▶ _GOAL_: Edit the records below by changing each "black jacket" to "navy jacket" and leaving every other part as it stands.

▶ _RECORDS TO USE_:
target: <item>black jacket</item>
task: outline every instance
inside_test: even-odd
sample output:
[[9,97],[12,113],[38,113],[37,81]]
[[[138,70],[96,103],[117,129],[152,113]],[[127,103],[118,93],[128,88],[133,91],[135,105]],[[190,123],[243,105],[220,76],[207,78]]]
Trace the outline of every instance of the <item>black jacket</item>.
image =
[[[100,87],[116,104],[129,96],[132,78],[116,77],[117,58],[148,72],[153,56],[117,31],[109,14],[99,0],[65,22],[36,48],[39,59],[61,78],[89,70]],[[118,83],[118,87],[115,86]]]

▶ _SOLUTION TO THE PROBLEM_:
target: <item>navy jacket</item>
task: outline every instance
inside_test: even-odd
sample output:
[[9,97],[12,113],[38,113],[37,81]]
[[[138,70],[96,103],[117,129],[152,113]],[[127,103],[118,93],[128,88],[133,91],[135,105]],[[190,123],[243,105],[220,76],[207,78]]]
Trace the outline of every instance of the <item>navy jacket</item>.
image =
[[[100,87],[116,104],[129,96],[132,78],[116,77],[117,58],[148,72],[153,56],[117,31],[109,14],[99,0],[65,22],[36,48],[39,59],[61,78],[89,70]],[[118,83],[118,87],[115,86]]]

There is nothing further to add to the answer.